● **TASK PROMPT**
Search the data for the word "blackberry" and copy out every line that has it.

● **Records contained in a dataset**
☆ ☆ ☆ ☆ ☆
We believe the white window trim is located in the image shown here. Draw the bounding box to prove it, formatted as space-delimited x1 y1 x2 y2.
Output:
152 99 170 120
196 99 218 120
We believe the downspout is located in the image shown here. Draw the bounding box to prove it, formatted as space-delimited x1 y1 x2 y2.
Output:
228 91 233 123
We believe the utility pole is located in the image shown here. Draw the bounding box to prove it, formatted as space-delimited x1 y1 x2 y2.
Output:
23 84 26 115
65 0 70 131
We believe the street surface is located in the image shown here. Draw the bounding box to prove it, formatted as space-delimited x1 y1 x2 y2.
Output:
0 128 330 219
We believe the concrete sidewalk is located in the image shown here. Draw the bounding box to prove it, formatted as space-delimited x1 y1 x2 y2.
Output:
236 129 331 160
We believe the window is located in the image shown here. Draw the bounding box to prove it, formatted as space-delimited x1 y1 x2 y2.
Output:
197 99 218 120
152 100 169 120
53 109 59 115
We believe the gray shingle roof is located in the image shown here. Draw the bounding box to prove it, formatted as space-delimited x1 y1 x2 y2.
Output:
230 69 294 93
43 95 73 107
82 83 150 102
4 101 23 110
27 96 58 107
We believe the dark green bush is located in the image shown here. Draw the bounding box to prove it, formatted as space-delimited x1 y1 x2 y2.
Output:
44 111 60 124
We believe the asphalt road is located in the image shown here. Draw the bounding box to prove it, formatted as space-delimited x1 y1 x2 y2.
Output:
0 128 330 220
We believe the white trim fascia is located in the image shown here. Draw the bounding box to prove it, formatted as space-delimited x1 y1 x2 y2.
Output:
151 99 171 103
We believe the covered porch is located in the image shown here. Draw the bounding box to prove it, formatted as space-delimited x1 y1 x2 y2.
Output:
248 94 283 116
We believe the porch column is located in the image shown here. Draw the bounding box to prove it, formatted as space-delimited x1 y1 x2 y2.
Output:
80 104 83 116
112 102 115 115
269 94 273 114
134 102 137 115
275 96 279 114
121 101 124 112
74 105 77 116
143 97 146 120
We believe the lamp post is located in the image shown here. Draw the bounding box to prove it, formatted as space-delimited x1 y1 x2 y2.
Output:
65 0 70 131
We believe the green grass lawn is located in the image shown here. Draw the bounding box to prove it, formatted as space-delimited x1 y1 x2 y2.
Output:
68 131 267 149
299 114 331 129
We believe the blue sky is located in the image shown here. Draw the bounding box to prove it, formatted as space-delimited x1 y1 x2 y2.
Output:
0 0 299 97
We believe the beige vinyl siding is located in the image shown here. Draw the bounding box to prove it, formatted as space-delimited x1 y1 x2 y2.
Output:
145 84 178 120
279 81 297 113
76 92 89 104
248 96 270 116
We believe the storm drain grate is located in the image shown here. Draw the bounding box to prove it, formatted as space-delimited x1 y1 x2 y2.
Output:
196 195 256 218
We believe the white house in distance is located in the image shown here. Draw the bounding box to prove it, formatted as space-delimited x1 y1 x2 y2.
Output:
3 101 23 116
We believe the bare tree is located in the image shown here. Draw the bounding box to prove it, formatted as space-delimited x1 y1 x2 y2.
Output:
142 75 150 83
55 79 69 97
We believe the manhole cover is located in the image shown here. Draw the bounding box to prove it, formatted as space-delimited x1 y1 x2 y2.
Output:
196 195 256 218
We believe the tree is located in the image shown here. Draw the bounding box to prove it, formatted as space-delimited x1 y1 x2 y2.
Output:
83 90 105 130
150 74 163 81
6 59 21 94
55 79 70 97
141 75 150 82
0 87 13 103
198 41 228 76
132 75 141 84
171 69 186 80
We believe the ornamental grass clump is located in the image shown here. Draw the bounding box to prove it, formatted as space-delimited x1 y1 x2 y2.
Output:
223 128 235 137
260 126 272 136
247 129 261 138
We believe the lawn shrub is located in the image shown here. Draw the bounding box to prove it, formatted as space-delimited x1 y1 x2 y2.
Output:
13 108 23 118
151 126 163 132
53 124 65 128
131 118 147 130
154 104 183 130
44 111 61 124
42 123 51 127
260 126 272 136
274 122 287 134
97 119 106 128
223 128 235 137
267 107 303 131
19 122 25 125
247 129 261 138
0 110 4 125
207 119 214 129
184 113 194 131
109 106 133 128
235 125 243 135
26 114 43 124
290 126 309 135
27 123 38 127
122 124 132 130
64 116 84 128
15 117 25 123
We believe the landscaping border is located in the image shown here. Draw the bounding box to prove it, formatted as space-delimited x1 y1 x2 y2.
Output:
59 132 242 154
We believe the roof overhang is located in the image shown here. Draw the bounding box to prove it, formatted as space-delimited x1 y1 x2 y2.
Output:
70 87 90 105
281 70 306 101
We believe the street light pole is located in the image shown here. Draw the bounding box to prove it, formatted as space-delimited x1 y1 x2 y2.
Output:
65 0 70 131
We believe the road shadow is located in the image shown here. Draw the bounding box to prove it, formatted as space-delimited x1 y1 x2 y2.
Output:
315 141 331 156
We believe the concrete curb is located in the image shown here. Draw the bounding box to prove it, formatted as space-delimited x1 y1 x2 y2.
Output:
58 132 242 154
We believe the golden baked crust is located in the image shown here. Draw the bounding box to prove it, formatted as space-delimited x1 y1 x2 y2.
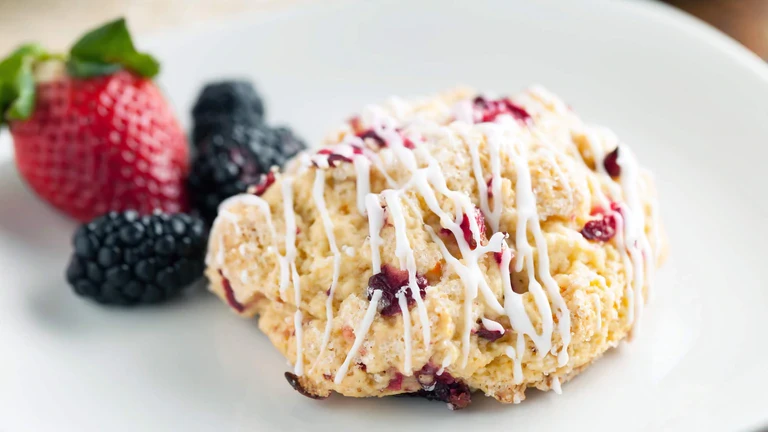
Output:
204 86 666 408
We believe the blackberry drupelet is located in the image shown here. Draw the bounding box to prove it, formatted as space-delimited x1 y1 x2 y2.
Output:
247 125 307 171
187 124 306 226
65 211 207 305
191 80 265 147
187 127 263 226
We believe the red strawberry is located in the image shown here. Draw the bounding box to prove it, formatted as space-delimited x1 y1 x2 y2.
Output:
0 19 188 222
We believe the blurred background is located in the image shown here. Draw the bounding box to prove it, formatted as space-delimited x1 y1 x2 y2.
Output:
0 0 766 59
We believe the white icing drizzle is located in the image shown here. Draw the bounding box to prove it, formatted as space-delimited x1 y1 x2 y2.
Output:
335 289 382 384
426 225 506 367
551 376 562 394
480 317 505 334
219 210 241 235
397 290 413 373
581 127 655 336
365 150 398 188
610 203 635 324
381 190 431 352
367 109 509 368
498 246 532 385
437 348 453 376
292 264 304 376
310 170 343 372
488 124 572 366
280 177 305 376
615 144 654 335
459 125 497 232
211 194 280 305
504 344 524 385
279 178 296 296
410 164 505 319
588 175 611 209
365 194 385 274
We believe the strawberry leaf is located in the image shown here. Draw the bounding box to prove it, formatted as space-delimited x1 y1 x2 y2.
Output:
68 18 159 78
0 43 46 124
66 59 122 78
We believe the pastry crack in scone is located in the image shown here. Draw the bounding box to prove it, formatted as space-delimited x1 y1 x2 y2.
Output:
204 86 667 409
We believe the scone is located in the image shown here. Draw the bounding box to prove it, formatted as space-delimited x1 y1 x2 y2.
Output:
204 86 666 409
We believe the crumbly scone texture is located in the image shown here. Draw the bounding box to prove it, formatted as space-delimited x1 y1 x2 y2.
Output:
205 86 667 405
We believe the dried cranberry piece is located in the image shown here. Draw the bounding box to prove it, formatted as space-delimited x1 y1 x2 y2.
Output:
284 372 327 400
387 372 404 391
349 116 364 134
473 96 530 123
314 147 362 168
405 364 472 410
251 171 275 196
581 212 618 242
366 265 427 316
603 147 621 177
458 208 487 250
327 153 353 167
476 323 505 342
476 328 504 341
219 270 245 312
356 128 419 150
357 129 387 147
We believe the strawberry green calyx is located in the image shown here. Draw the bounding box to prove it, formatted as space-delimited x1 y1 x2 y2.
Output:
0 44 46 123
67 18 159 79
0 17 158 124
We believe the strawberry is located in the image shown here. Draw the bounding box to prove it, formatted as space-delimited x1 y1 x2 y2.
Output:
0 19 189 222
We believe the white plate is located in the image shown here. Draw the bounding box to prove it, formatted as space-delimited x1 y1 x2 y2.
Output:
2 0 767 430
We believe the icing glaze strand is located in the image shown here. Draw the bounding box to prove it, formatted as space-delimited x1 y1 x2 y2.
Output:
310 170 343 372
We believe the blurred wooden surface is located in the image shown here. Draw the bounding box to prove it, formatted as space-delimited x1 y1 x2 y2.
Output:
0 0 766 59
663 0 768 59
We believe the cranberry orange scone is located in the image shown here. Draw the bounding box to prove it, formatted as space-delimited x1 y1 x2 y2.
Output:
204 87 666 409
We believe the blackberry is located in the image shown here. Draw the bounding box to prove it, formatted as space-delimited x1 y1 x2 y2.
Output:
187 128 264 225
264 126 307 167
187 125 306 225
191 80 265 146
65 211 207 306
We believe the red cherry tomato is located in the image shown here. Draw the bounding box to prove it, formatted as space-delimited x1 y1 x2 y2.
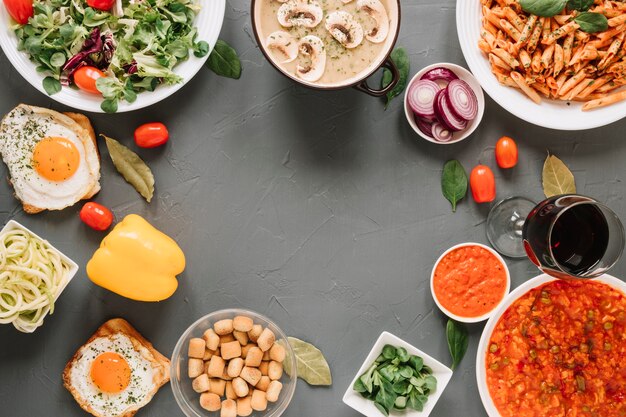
☆ ☆ ☆ ☆ ☆
● **TASK OUTPUT**
We believe the blackberry drupelet is located in the image shown here. Draw the bounding box to prove it, formatted as space-delimited x1 y1 x2 y2.
We believe the blackberry is located in the image shown here. Draw the bounding box to prove it, formatted as space-delimited x1 y1 x2 y2.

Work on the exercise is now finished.